[EXTRACT PROVIDED]:
++++++++++++++++++++
37th Governor of Alabama
- In office January 15, 1923 – January 17, 1927
- Lieutenant: Charles S. McDowell
- Preceded by: Thomas Kilby
- Succeeded by: Bibb Graves

Personal details
- Born: June 5, 1868 Talladega, Alabama, US
- Died: December 7, 1934 (aged 66) Tuscaloosa, Alabama, US
- Resting place: Tuscaloosa Memorial Park, Tuscaloosa, Alabama, US
- Party: Democratic
- Spouse: Elizabeth "Lizzie" Andrews Nabors
- Education: University of Alabama
- Occupation: Lawyer

Military service
- Branch/service: United States Army
- Battles/wars: Spanish–American War

= William W. Brandon =

American politician (1868–1934)

William Woodward Brandon (June 5, 1868 – December 7, 1934) was an American Democratic politician who was the 37th governor of Alabama from 1923 to 1927.

== Biography ==

Born June 5, 1868, in Talladega, Alabama, the son of a minister, Rev. Frank T. J. Brandon, and his wife Carrie (Woodward) Brandon, Brandon grew up in Tuscaloosa, Alabama. He attended Cedar Bluff Institute and Tuscaloosa High School and studied law at the University of Alabama from 1891 to 1892. While still a law student, the colorful Brandon was elected City Clerk of Tuscaloosa. He set up a law practice in Tuscaloosa in 1892 and was appointed a justice of the peace the same year. Brandon was a Methodist. He believed that the United States should maintain a "warm and close relationship" with the United Kingdom. He was known as one of the most "eloquent and brilliant campaign speakers in" Alabama. In 1892 he published a military journal titled The Citizen Soldier in Tuscaloosa.

As a member of the Warrior National Guard from 1886, Brandon eventually led the unit as a major of the U.S. Army in the Spanish–American War. Appointed Adjutant General of the Alabama National Guard in 1899 by Governor William J. Samford, he was later reappointed by Governor William D. Jelks.

Brandon was a member of the Alabama House of Representatives from 1896 to 1901. In 1906 he was elected State Auditor of Alabama. From 1911 until 1923, he was a probate judge in Tuscaloosa County.

Judge Brandon was a candidate for governor twice, losing in 1918 to Thomas E. Kilby but defeating Bibb Graves (who later succeeded him) in 1922 with a platform calling for an economy in government and no new taxes. As governor, he kept his campaign promise to levy no new taxes but was instrumental in rescinding the tax exemption of the Alabama Power Company. On leaving office, he left the state treasury with a surplus.

Brandon was a much less activist governor than the energetic Kilby (he did little for education). Still, he continued Kilby's ambitious road construction and improvement program of Mobile's dock facilities, funding the latter with a $10 million bond issue. He also strengthened child labor laws and created the Alabama Forestry Commission. Brandon left the state for 21 days in 1924; under the 1901 state constitution, the lieutenant governor becomes acting governor if a governor is out of the state for more than 20 days. Thus, Charles McDowell became Governor of Alabama on July 10 and 11, 1924.
++++++++++++++++++++
[LISTED ENTRIES]:
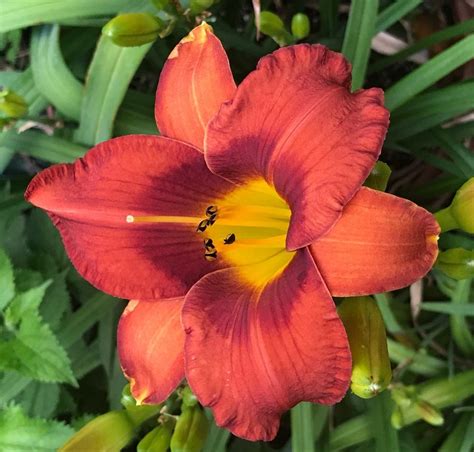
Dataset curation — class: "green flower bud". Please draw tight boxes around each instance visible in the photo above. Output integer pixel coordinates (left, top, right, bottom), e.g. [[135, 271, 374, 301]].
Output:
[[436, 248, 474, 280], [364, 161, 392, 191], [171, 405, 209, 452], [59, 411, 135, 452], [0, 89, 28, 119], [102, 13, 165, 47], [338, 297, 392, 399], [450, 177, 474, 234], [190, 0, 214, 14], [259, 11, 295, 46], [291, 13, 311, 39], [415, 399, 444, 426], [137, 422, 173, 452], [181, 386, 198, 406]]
++++++++++++++++++++
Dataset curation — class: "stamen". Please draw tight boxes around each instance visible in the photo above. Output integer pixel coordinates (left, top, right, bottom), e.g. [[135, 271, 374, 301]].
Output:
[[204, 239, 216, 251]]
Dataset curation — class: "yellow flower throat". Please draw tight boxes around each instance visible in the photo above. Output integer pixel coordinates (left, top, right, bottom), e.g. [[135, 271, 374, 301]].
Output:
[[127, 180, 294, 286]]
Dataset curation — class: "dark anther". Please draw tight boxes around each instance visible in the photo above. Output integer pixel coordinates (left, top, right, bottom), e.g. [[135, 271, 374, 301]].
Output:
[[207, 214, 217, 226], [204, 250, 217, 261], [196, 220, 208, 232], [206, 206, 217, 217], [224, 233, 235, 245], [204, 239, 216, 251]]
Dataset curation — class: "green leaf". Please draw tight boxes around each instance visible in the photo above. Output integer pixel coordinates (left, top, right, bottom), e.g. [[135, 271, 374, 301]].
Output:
++++++++++++++++++++
[DIRECTIONS]:
1) Could you retype the part of the Brandon biography that begins at the words "As a member of the Warrior" and stops after "in Tuscaloosa County."?
2) How would you extend the Brandon biography, picking up after its last sentence?

[LIST OF ANSWERS]:
1)
As a member of the Warrior National Guard from 1886, Brandon eventually led the unit as a major of the U.S. Army in the Spanish–American War. Appointed Adjutant General of the Alabama National Guard in 1899 by Governor William J. Samford, he was later reappointed by Governor William D. Jelks.

Brandon was a member of the Alabama House of Representatives from 1896 to 1901. In 1906 he was elected State Auditor of Alabama. From 1911 until 1923, he was a probate judge in Tuscaloosa County.

2)
Known as "Plain Bill," Brandon led the Alabama delegation to the 1924 Democratic National Convention, the first such convention to be broadcast via radio. The convention was marked by a deadlock between the supporters of the Irish Catholic New York Governor Al Smith and former Secretary of the Treasury William Gibbs McAdoo (the son-in-law of former President Woodrow Wilson) whose candidacy was backed by the anti-Catholic Ku Klux Klan. Neither candidate was able to get the required two-thirds of the delegates as critical delegations, including Alabama's, clung to their "favorite son" candidates. In Alabama's case, the favorite son was Senator Oscar Underwood.

The Convention became the longest continually running convention in history, as 103 ballots were taken before a compromise candidate, John W. Davis, was nominated. As the first state alphabetically, Alabama led every ballot, and Brandon, reporting the state's unanimous vote tally ballot after ballot, became the symbol of the convention's deadlock. For a time, his booming southern drawl heard on the radio, repeatedly declaring, "Alabama casts twenty-four votes for Oscar W. Underwood," became one of the most recognizable voices in the country.

After leaving the governorship in 1927, Brandon was appointed to his former office of Probate Judge of Tuscaloosa County by his onetime political opponent Governor Graves. Brandon married Elizabeth Andrews Nabors, a widow with two daughters, on June 27, 1900. He died in Tuscaloosa aged 66 on December 7, 1934, and is interred at Tuscaloosa Memorial Park.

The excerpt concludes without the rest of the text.